Reproduce the passage from the article about the aviation regulator's letter to airlines word for word, starting at "British Airways and" and ending at "and recruitment difficulties.".

§ Reading passage:
[Start of Attachment]
Airlines have been urged by the aviation regulator to set “deliverable” schedules after thousands of UK flights were cancelled in recent days due to staff shortages.
Civil Aviation Authority chief executive Richard Moriarty warned that late-notice cancellations and excessive delays are “not just distressing for affected consumers but have the potential to impact confidence levels across the industry”.
In a letter to airlines, he acknowledged that many are in the process of recruiting large numbers of staff but “it is clear that this has not always happened sufficiently quickly to cope with the increased passenger travel in recent days”.
He wrote: “Given the consequences for passengers of cancelled and disrupted journeys, I encourage you to do all you can to ensure that you have the necessary level of appropriately-trained and cleared staff resources in place.”
It is “very important” that airlines are setting schedules “on a basis that is deliverable given available staff (including contractors), and has resilience for staff sickness, including from Covid”, Mr Moriarty added.
British Airways and easyJet have recently cancelled a total of more than 100 daily flights.
This has been blamed on a combination of coronavirus-related staff sickness and recruitment difficulties.
Mr Moriarty also wrote to airports, calling on them to “work closely with airlines” to ensure “disruption is kept to a minimum”.
[End of Attachment]
§ Extracted material:
[Start of Attachment]
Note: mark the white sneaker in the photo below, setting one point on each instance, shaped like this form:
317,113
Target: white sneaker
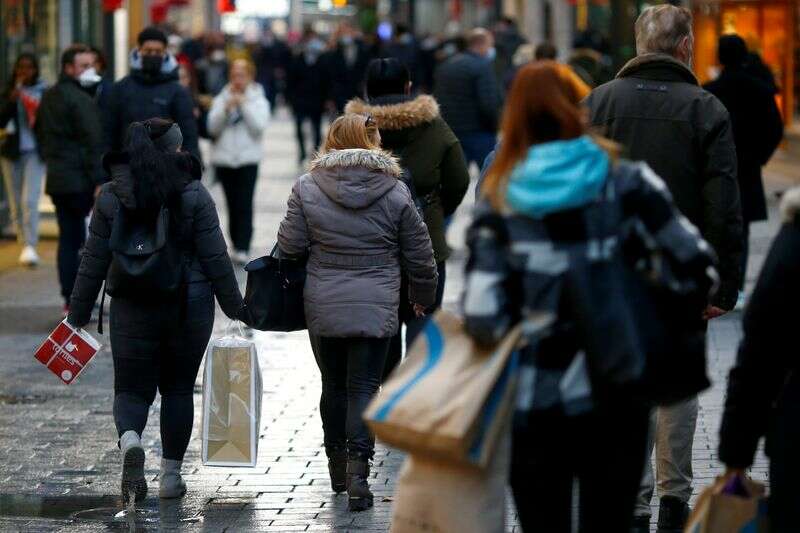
29,257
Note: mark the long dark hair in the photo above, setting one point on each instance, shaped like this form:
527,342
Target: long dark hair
159,176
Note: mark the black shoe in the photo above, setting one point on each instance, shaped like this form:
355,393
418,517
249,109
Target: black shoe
359,496
640,524
672,514
337,468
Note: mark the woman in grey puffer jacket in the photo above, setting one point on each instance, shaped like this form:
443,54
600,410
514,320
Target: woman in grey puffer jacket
358,224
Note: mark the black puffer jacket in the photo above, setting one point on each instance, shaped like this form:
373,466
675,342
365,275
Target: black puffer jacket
200,235
658,112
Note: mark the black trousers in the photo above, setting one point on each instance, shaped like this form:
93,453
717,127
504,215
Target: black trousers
414,325
158,346
239,185
71,212
316,130
351,374
604,451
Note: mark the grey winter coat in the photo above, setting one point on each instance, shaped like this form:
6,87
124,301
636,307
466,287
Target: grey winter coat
359,224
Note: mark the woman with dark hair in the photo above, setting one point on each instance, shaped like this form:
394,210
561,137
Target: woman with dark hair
157,339
549,233
412,128
23,168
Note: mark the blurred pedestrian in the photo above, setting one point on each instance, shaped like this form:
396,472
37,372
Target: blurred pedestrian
763,397
467,91
308,85
150,91
534,239
659,113
358,223
22,165
236,122
157,339
412,128
757,131
70,136
346,64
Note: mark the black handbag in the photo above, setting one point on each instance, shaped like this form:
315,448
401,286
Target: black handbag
274,294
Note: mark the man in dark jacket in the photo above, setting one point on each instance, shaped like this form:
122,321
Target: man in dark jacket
658,112
150,91
467,91
764,386
757,129
70,134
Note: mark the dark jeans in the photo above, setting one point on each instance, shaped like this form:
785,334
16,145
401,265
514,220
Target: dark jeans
316,130
158,346
351,374
71,212
414,325
239,185
477,145
553,452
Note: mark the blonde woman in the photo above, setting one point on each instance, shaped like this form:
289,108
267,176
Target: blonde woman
358,223
236,122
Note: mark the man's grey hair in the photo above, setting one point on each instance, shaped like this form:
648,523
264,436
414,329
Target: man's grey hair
661,29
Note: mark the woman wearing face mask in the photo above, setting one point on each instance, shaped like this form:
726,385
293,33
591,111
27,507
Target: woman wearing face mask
23,168
237,119
157,340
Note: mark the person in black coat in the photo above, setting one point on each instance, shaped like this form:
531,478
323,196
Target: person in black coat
757,128
157,340
151,90
763,397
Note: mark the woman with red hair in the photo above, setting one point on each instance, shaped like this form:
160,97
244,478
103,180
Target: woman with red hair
555,233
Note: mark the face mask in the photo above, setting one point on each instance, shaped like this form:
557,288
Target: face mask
152,64
89,77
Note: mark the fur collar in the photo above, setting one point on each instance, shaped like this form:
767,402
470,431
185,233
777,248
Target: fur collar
400,115
380,160
790,205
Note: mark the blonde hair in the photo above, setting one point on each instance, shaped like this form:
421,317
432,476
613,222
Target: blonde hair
352,131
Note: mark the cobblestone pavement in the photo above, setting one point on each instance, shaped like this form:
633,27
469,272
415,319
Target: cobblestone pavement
59,468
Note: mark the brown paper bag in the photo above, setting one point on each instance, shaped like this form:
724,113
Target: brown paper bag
231,403
717,512
433,496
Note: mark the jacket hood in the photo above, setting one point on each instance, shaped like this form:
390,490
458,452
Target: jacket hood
661,67
355,178
123,183
557,176
169,69
790,205
397,112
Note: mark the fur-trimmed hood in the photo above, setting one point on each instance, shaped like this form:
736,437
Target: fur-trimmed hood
397,112
355,178
790,205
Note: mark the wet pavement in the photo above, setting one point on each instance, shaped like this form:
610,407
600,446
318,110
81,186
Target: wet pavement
60,465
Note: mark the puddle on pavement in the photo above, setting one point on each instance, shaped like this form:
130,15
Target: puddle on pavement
105,509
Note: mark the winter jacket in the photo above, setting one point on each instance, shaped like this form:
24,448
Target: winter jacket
553,251
764,385
199,232
238,133
70,137
468,93
359,224
141,96
20,114
757,130
412,129
658,112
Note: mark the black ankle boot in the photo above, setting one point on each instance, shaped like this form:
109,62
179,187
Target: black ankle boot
337,468
360,497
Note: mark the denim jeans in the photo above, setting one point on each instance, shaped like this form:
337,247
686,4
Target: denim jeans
351,374
23,180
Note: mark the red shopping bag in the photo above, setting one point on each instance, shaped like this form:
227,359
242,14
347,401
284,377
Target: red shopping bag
67,351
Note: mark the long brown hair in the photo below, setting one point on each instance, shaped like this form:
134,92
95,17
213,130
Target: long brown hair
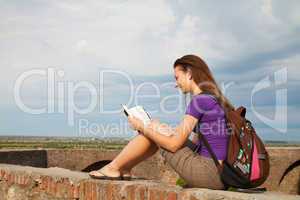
203,78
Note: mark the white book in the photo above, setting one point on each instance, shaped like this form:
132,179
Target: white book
138,112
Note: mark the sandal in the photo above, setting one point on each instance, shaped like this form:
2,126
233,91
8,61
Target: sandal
104,177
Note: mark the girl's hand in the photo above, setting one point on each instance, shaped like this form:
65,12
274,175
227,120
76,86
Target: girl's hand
135,123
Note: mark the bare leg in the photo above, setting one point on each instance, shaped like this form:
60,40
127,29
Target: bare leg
137,150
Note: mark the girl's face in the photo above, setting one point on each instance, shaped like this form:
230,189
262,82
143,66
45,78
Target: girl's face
183,79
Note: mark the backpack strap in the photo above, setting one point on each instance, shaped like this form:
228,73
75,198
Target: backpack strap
202,137
211,152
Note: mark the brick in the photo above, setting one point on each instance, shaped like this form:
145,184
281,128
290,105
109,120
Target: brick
172,196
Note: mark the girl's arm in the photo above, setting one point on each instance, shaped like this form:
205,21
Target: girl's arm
172,143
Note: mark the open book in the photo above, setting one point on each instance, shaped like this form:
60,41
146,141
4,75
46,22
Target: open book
138,112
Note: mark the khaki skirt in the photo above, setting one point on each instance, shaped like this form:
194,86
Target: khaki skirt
196,170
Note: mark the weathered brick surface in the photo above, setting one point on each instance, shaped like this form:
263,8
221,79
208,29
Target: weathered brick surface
153,168
57,183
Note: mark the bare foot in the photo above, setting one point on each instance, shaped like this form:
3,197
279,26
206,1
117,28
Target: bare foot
107,170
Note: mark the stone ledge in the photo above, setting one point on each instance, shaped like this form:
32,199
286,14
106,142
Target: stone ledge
18,182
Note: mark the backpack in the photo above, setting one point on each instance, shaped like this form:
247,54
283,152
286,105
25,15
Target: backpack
247,163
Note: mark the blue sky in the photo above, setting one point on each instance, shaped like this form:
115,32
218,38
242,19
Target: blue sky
242,42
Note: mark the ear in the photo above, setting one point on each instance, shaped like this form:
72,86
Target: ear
189,73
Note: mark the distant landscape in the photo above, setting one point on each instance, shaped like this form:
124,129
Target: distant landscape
27,142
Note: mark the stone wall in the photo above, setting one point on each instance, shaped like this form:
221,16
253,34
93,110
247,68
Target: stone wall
29,183
153,168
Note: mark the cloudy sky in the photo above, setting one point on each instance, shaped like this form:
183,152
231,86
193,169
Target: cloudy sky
247,44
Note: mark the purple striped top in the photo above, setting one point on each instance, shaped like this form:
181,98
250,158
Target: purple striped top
211,123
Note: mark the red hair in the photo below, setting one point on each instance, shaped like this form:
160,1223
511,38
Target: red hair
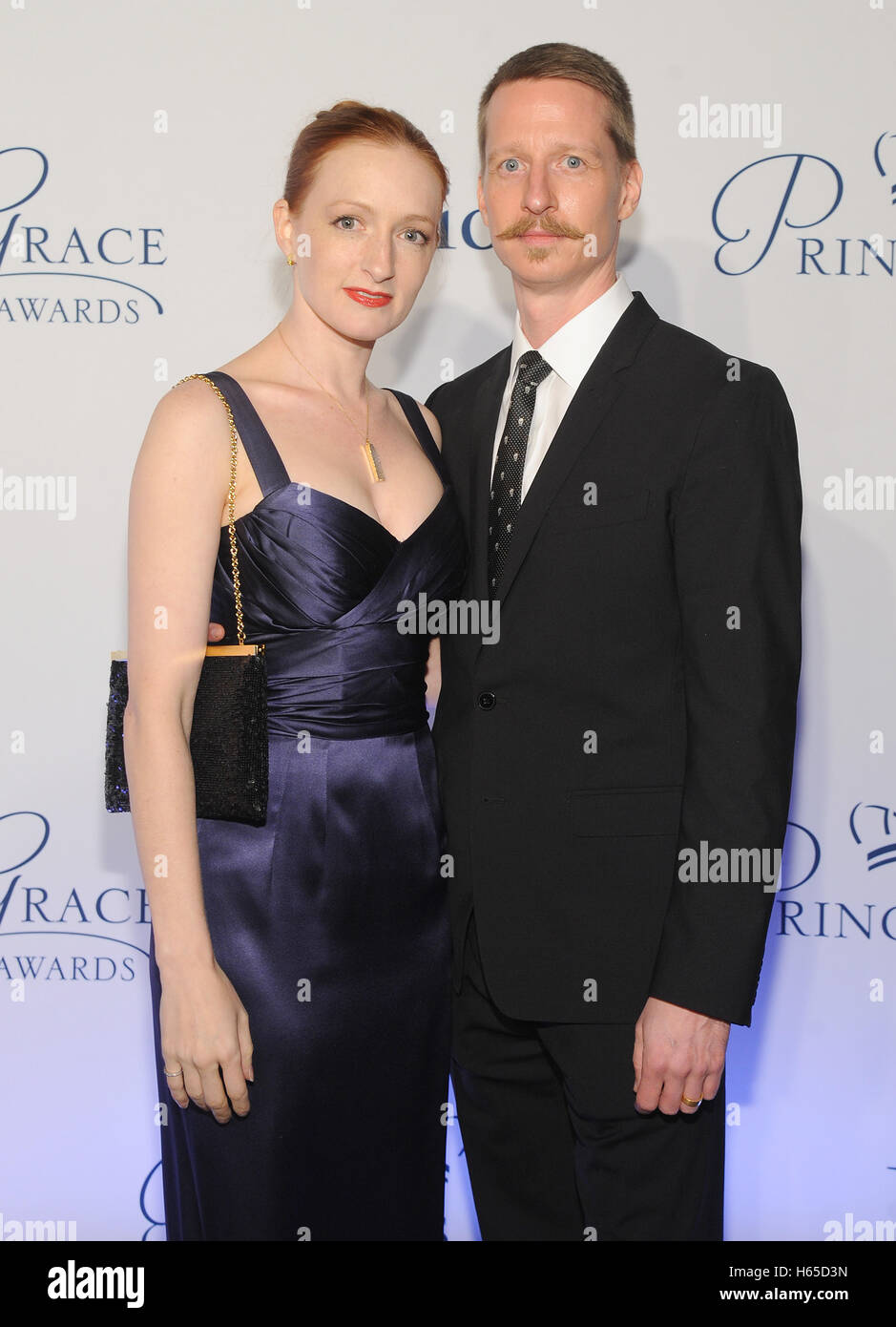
350,121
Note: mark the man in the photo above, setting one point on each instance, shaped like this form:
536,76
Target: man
633,499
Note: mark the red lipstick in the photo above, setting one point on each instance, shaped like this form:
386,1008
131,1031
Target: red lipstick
370,299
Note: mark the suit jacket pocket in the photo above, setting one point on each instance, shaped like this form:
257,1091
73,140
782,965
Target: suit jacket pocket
613,507
603,812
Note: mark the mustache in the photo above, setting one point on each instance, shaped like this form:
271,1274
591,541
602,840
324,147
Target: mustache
549,224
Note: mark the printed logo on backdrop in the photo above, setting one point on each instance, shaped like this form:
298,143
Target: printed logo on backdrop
60,936
789,201
871,912
68,272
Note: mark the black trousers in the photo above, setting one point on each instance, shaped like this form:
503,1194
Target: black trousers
554,1146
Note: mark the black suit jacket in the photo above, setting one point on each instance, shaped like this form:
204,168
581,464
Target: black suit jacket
641,696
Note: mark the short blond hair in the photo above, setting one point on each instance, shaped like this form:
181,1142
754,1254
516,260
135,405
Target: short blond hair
561,60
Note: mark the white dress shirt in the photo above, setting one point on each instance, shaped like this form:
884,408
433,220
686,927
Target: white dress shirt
569,352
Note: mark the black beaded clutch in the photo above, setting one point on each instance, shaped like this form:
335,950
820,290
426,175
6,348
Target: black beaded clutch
228,739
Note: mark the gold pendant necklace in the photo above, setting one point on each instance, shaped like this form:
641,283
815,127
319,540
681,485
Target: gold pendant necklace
367,448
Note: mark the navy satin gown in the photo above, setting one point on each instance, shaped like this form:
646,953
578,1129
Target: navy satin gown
330,919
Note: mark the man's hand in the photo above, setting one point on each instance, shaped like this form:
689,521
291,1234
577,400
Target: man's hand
677,1052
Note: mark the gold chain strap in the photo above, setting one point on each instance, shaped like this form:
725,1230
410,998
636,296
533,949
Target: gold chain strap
231,500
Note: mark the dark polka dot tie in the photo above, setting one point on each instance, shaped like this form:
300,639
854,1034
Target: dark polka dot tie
507,480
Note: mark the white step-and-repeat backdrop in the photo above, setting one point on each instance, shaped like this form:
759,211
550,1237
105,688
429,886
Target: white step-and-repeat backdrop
142,147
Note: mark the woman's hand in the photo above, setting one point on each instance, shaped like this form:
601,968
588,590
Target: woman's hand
204,1028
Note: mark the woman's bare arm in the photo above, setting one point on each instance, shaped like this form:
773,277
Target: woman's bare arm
177,494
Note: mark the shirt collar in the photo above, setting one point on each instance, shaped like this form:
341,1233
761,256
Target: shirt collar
572,349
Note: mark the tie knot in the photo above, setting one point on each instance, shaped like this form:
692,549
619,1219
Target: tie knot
531,368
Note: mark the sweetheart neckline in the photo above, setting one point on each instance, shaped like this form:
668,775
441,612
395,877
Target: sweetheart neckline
320,493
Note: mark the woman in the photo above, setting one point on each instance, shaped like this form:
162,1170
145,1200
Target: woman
316,948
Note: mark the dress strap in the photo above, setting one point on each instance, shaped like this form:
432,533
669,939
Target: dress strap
422,429
259,445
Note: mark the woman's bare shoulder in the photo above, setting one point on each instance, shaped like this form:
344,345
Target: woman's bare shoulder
190,411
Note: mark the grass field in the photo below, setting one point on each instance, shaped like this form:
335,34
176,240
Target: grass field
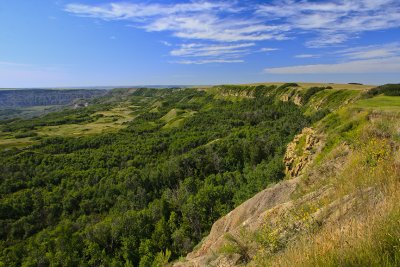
333,85
110,120
381,102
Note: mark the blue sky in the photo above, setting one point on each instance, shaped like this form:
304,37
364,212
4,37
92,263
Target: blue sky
50,43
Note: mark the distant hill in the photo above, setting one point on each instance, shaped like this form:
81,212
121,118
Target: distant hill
44,97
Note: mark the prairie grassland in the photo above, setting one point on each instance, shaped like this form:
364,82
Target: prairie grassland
346,210
333,85
381,102
110,120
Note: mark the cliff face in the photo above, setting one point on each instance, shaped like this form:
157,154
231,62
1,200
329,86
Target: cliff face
250,215
342,184
42,97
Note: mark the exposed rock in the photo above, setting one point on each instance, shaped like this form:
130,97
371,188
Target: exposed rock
300,152
248,214
272,202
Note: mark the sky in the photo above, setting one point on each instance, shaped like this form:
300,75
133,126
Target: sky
72,43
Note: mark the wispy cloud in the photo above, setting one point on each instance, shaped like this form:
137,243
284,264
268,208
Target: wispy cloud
376,65
208,61
371,51
335,21
212,50
200,20
306,56
223,28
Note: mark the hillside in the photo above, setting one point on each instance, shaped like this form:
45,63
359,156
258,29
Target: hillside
338,202
44,97
259,175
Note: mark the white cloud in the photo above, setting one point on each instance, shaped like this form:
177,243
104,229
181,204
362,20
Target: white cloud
381,65
306,56
208,61
227,24
199,20
166,43
372,51
212,50
336,21
268,49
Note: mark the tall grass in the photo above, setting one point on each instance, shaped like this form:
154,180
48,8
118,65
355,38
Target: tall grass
359,221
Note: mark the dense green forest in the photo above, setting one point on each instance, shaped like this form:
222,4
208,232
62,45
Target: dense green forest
146,193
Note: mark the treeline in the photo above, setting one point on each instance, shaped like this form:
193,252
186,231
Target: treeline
44,97
146,194
387,89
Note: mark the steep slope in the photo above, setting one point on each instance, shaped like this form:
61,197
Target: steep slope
338,204
44,97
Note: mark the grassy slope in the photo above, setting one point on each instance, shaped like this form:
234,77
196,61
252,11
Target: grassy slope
357,221
345,211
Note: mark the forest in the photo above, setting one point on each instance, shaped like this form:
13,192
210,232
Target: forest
144,194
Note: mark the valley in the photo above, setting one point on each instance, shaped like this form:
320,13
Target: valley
258,175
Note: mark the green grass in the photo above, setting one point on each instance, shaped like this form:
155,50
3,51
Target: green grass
381,102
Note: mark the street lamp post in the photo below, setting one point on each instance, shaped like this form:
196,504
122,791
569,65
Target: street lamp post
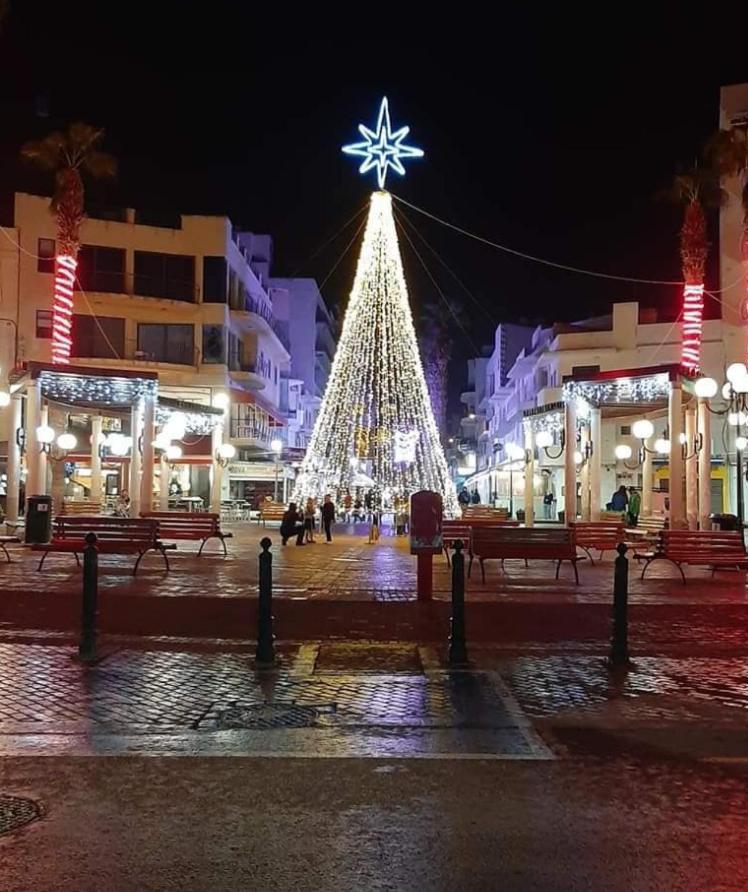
277,447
[End of Attachment]
§ Exercise response:
British Airways and easyJet have recently cancelled a total of more than 100 daily flights.
This has been blamed on a combination of coronavirus-related staff sickness and recruitment difficulties.